**Contour labeling items**.
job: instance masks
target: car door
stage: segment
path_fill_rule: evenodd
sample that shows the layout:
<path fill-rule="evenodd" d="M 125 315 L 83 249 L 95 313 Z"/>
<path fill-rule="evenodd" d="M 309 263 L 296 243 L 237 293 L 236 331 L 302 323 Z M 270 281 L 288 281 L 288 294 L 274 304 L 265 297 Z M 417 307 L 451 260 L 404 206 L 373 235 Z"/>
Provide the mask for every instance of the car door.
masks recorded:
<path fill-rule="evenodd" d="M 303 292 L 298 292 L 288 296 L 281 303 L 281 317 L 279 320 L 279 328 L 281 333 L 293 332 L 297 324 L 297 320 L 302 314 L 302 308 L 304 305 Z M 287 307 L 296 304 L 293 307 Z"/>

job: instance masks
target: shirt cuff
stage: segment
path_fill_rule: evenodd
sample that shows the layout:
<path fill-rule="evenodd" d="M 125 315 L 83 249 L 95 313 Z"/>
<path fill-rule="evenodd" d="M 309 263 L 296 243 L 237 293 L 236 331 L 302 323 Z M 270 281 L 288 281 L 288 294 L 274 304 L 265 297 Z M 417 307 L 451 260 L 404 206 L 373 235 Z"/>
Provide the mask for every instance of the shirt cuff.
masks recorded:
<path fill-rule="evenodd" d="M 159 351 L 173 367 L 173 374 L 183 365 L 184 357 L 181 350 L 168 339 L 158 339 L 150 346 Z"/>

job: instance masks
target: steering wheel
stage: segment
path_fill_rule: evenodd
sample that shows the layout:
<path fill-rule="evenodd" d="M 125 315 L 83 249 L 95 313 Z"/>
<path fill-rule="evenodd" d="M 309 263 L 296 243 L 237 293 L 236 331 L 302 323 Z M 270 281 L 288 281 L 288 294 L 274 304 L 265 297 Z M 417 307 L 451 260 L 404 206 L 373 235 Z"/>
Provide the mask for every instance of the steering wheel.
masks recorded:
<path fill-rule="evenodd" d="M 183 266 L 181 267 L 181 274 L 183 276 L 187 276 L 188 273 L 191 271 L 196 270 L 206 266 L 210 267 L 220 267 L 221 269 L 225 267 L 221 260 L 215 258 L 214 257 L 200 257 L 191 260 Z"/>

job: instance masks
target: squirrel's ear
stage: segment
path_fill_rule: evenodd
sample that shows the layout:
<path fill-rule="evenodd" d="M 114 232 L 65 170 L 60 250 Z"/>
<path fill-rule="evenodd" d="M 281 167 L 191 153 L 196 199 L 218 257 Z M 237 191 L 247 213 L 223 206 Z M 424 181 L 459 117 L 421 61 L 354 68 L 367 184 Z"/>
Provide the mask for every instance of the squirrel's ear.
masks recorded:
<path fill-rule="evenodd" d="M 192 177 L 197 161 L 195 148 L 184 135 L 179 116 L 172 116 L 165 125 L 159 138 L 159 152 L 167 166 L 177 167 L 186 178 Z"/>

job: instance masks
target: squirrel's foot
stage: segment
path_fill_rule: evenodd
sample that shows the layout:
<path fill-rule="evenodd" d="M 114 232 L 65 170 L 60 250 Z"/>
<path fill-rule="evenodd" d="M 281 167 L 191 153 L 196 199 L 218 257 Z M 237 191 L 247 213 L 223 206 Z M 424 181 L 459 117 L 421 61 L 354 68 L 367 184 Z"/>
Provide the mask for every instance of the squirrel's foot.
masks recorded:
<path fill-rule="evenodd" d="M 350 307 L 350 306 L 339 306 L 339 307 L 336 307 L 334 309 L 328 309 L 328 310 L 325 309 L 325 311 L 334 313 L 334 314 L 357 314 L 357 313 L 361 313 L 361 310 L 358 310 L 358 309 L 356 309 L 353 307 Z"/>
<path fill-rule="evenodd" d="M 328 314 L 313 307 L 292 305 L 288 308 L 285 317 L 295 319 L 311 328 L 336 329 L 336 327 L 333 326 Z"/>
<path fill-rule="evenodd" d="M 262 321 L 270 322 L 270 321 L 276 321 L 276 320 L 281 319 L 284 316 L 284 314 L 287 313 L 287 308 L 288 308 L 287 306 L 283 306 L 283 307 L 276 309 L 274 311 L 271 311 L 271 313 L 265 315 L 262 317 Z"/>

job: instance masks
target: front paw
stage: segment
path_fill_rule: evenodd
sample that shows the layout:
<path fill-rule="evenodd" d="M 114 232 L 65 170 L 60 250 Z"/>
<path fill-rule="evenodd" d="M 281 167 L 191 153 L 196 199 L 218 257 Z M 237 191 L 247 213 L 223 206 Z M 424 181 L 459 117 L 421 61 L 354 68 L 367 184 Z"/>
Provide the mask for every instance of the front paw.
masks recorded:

**YOUR INSTRUCTIONS**. Print the rows above again, line for line and unchanged.

**RESULT FOR THIS TASK**.
job: instance masks
target: car door
stage: segment
path_fill_rule: evenodd
sample that shows the layout:
<path fill-rule="evenodd" d="M 125 315 L 83 249 L 95 313 Z"/>
<path fill-rule="evenodd" d="M 309 263 L 296 243 L 237 293 L 236 331 L 302 323 Z M 270 281 L 288 281 L 288 294 L 274 304 L 265 297 Z M 417 307 L 451 260 L 404 206 L 373 235 Z"/>
Provide the mask for every instance of the car door.
masks recorded:
<path fill-rule="evenodd" d="M 303 292 L 298 292 L 288 296 L 281 303 L 281 317 L 279 320 L 279 328 L 281 333 L 293 332 L 297 324 L 297 320 L 302 314 L 302 308 L 304 305 Z M 287 307 L 296 304 L 293 307 Z"/>

job: instance masks
target: shirt cuff
stage: segment
path_fill_rule: evenodd
sample that shows the layout:
<path fill-rule="evenodd" d="M 125 315 L 83 249 L 95 313 Z"/>
<path fill-rule="evenodd" d="M 309 263 L 296 243 L 237 293 L 236 331 L 302 323 Z M 270 281 L 288 281 L 288 294 L 274 304 L 265 297 Z M 417 307 L 451 260 L 404 206 L 373 235 Z"/>
Provide the mask for every instance of the shirt cuff.
masks recorded:
<path fill-rule="evenodd" d="M 159 351 L 173 367 L 173 374 L 183 365 L 184 357 L 181 350 L 168 339 L 158 339 L 150 346 Z"/>

job: instance masks
target: steering wheel
stage: segment
path_fill_rule: evenodd
sample that shows the layout:
<path fill-rule="evenodd" d="M 125 315 L 83 249 L 95 313 Z"/>
<path fill-rule="evenodd" d="M 309 263 L 296 243 L 237 293 L 236 331 L 302 323 Z M 270 281 L 288 281 L 288 294 L 274 304 L 265 297 Z M 417 307 L 451 260 L 404 206 L 373 235 Z"/>
Provide the mask for every instance of the steering wheel.
masks recorded:
<path fill-rule="evenodd" d="M 183 266 L 181 267 L 181 274 L 183 276 L 187 276 L 188 273 L 191 271 L 196 270 L 206 266 L 210 267 L 220 267 L 221 269 L 225 267 L 221 260 L 215 258 L 214 257 L 200 257 L 191 260 Z"/>

job: instance masks
target: squirrel's ear
stage: segment
path_fill_rule: evenodd
sample that shows the layout:
<path fill-rule="evenodd" d="M 114 232 L 65 170 L 60 250 Z"/>
<path fill-rule="evenodd" d="M 281 167 L 191 153 L 196 199 L 218 257 Z M 237 191 L 247 213 L 223 206 Z M 424 181 L 459 117 L 421 61 L 354 68 L 367 184 Z"/>
Provide the mask for every instance of the squirrel's ear.
masks recorded:
<path fill-rule="evenodd" d="M 192 177 L 197 161 L 195 148 L 184 135 L 179 116 L 172 116 L 165 125 L 159 138 L 159 152 L 167 166 L 177 167 L 186 178 Z"/>

job: instance masks
target: squirrel's foot
stage: segment
path_fill_rule: evenodd
sample that shows the layout:
<path fill-rule="evenodd" d="M 114 232 L 65 170 L 60 250 Z"/>
<path fill-rule="evenodd" d="M 281 167 L 191 153 L 196 199 L 218 257 Z M 237 191 L 247 213 L 223 206 Z M 424 181 L 459 117 L 421 61 L 354 68 L 367 184 Z"/>
Provide the mask for every instance of the squirrel's foot.
masks recorded:
<path fill-rule="evenodd" d="M 350 307 L 350 306 L 339 306 L 339 307 L 336 307 L 334 309 L 328 309 L 328 310 L 325 309 L 325 311 L 334 313 L 334 314 L 357 314 L 357 313 L 361 313 L 361 310 L 358 310 L 358 309 L 356 309 L 353 307 Z"/>
<path fill-rule="evenodd" d="M 328 314 L 313 307 L 292 305 L 288 308 L 285 317 L 295 319 L 311 328 L 336 329 L 336 327 L 333 326 Z"/>
<path fill-rule="evenodd" d="M 262 321 L 270 322 L 270 321 L 276 321 L 276 320 L 281 319 L 284 316 L 284 314 L 287 313 L 287 308 L 288 308 L 287 306 L 283 306 L 283 307 L 276 309 L 274 311 L 271 311 L 271 313 L 265 315 L 262 317 Z"/>

job: instance masks
target: front paw
stage: segment
path_fill_rule: evenodd
sample that shows the layout:
<path fill-rule="evenodd" d="M 114 232 L 65 170 L 60 250 Z"/>
<path fill-rule="evenodd" d="M 281 167 L 191 153 L 196 199 L 218 257 Z M 237 191 L 247 213 L 223 206 Z M 424 181 L 459 117 L 421 61 L 354 68 L 367 184 Z"/>
Provide the mask for every instance of the front paw.
masks recorded:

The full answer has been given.